──────── SELECTED TEXT ────────

Monday, April 9, 2018

Back to Big Savage in Search of Solace

A version of this article appeared in American Randonneur Magazine (Winter 2017)

It was a straight-up revenge mission, or maybe a search for redemption.  Exactly two years before, after years of ultracycling and randonneuring – always on the lookout for the mountainous routes that brought with them panoramic vistas and exhilarating downward plunges to reward honest effort – a friend and I had taken a crack at the new, daunting frontier known as the “Super Randonneur 600k.”  The course was Big Savage SR600k, a route of Bill Beck’s device featuring the sawtooth grades of western Maryland, the verdant Lost River State Park in West Virginia, and Virginia’s Shenandoah Valley.  It was the best the Mid-Atlantic had to offer, but we’d have to earn it: 42,000 feet of climbing in 375 miles told the story. Or so we thought.

The risk of looking for a challenge is that one might find it.  In retrospect, I wasn’t remotely prepared: a nasty fall earlier in the year had sidelined me for two months, after which I’d spent far more time planning my wedding than logging miles.  Thus, my 2015 crack at Big Savagehad essentially been a bachelor’s party only a randonneur could love, complete with self-inflicted debacles and no small sense of relief at surviving the ordeal.  It was the toughest 43 hours of my life; indeed, at the first control -- 60 miles and 8,000 feet of climbing in -- I’d found myself staring into the middle distance, dazedly trying to ingest a Frito and wondering where my life had taken a wrong turn.  The remaining 315 miles were little better.  Ultimately, it was only my riding companion’s persuasive powers and refusal to indulge my self-pity that convinced me to attempt the second half of the ride instead of aborting the mission.  My blog post afterward honestly recounted my view that, if one were thinking of attempting an SR600k, the best plan was to lie down until the sensation passed.

And yet, I couldn’t quite let it go.  Surely things would have been different if I’d prepared appropriately.  Possibly. So, while outwardly vowing never again to toe that masochist line, I thumb-tacked a mental note next to Big Savagethat read: “Not done here.”  

By September 2017, two years later, I felt ready to even the score.  In 2016, I’d cruised through the Lynn Kristiansen Memorial SR600kon Skyline Drive with no undue drama, although tropical storm remnants ensured that it was a thoroughly soggy adventure. Then,  in the spring of 2017, I’d joined the roles of Cyclos Montagnards R60 honorees.  With my wife overseas for a week, the scene was ripe for revenge served Savage.

──────── RECORDED DATA ────────

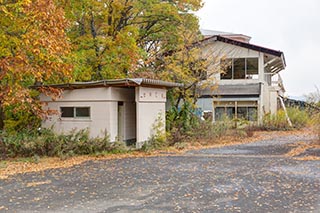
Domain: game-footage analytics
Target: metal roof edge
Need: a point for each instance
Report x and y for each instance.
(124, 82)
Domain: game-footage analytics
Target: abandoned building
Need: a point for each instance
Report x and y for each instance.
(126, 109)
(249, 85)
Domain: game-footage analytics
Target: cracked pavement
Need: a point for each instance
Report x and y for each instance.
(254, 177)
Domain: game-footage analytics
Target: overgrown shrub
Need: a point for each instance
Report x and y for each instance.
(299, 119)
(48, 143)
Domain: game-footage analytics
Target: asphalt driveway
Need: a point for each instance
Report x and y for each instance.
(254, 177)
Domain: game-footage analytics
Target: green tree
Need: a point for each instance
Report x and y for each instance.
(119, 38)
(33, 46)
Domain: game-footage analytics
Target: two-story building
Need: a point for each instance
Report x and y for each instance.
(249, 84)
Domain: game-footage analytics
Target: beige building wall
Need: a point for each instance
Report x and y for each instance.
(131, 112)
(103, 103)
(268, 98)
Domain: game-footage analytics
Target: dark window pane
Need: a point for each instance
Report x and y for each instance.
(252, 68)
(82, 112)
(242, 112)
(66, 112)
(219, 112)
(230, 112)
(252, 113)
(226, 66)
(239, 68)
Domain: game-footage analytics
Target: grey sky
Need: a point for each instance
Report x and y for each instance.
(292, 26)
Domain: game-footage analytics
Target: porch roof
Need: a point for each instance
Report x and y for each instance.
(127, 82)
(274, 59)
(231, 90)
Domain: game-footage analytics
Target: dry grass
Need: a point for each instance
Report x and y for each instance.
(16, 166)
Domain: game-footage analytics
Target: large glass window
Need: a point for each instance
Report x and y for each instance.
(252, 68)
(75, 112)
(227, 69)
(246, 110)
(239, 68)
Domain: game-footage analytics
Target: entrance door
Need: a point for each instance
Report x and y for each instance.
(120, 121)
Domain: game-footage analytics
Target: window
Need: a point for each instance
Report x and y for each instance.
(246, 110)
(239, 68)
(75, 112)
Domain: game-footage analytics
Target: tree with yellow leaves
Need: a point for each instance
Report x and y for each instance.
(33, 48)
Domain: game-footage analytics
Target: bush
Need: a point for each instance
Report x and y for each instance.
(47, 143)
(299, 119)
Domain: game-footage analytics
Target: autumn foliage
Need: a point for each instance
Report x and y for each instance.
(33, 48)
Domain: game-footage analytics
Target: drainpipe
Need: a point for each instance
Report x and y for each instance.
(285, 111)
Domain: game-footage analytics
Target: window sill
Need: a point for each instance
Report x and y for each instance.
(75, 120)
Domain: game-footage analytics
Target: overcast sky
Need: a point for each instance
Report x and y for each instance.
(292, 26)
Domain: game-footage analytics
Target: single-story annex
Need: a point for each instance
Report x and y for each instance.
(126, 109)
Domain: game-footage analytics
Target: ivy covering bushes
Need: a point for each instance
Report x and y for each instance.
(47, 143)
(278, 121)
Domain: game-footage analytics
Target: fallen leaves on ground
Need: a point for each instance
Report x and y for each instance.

────────
──────── RECORDED DATA ────────

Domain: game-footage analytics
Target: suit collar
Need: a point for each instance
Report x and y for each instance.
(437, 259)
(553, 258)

────────
──────── RECORDED DATA ────────

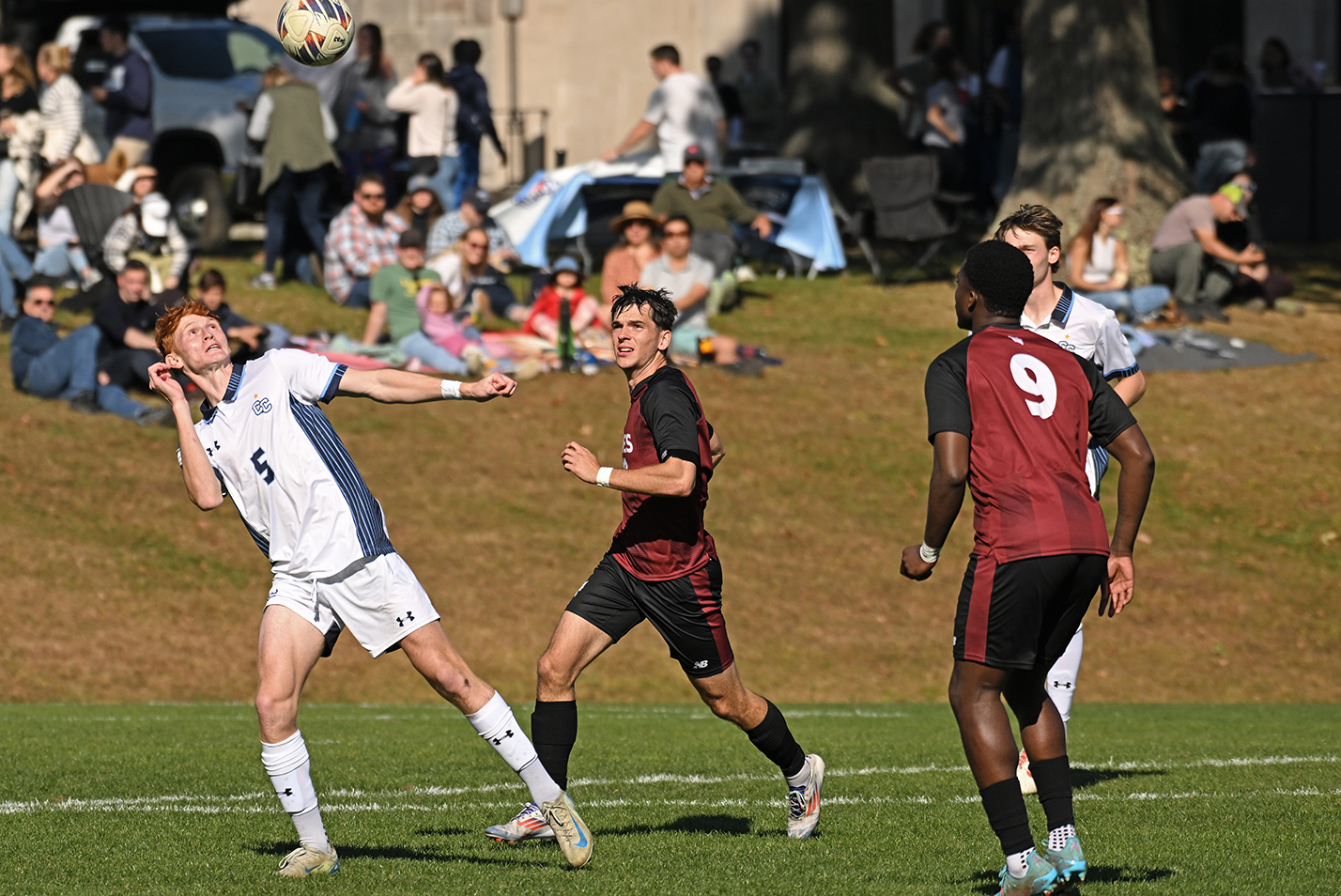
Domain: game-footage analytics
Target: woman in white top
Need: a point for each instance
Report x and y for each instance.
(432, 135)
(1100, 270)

────────

■ EXERCISE TASKS:
A) Based on the account of returning to ride Big Savage, mark each statement yes or no, and quote the words of the account that decide it. (i) The Big Savage SR600k route passes through Lost River State Park in West Virginia. (ii) Before the 2015 attempt, the writer spent more time riding than planning the wedding. (iii) The 2016 Lynn Kristiansen Memorial SR600k was ridden in dry weather.
B) Pick up the account of returning to ride Big Savage after its final sentence and keep writing it.

■ ANSWERS TO THE TASKS:
A)
(i) Yes: "the verdant Lost River State Park in West Virginia"
(ii) No: "I’d spent far more time planning my wedding than logging miles"
(iii) No: "tropical storm remnants ensured that it was a thoroughly soggy adventure"

B)
Life, however, has a way of resisting even the best-laid plans.  Two weeks out from the scheduled attempt, my father went into coronary arrest and septic shock.  Odds were against his survival.  I spent the next ten days in the florescent glare of an ICU ward, doing little but sitting, awaiting test results, and conversing with palliative care staff before collapsing each night more tired than if I’d run a marathon.  Bike ride?  Who cared?

Improbably, after more than a week of unconsciousness, my father woke up and began what would be a long and uncertain process of recovery.  The situation having stabilized at least somewhat, I returned to D.C. three days before I’d signed up to attempt Big Savage.  It was tough to imagine worse preparation for such an endeavor, and I debated whether to be conventionally sensible and focus on putting my life back in order. Equally, though, I thought that nothing would be better than losing myself in the mountains and sunshine and letting my mind wander with the winds.  Call it a celebration of life and triumphing over adversity: if my father could defeat septic shock, I could fight a battle in my own way.  I resolved to give it hell, exhausted or not.

Mentally, I started the ride with an audacious goal: to ride Big Savage straight through. I’d timed my ride start to fit with such a plan, and I hadn’t made a hotel reservation at the halfway mark in the hope that it would be easier not to stop that way.   Thus, heart full, eyes clear, and self-delusion abundant, I easily conquered the first hundred yards of the ride before launching myself up the first climb – a three-mile, thousand-foot spike known as Sideling Hill, the bane of weary RAAM riders dreaming of Annapolis.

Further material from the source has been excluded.